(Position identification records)
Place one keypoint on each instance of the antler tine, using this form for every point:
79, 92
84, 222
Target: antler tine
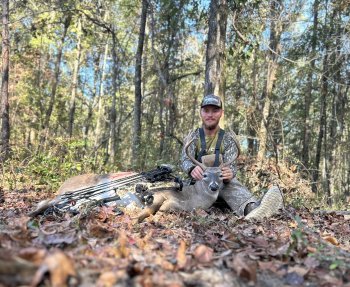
196, 162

§ **Written exercise**: Copy the lines of every record above word for word, omitting the pictures.

§ **Task solution**:
Place one keypoint on each instance of the antler tine, using this form for every point:
79, 92
84, 222
Target: antler tine
196, 162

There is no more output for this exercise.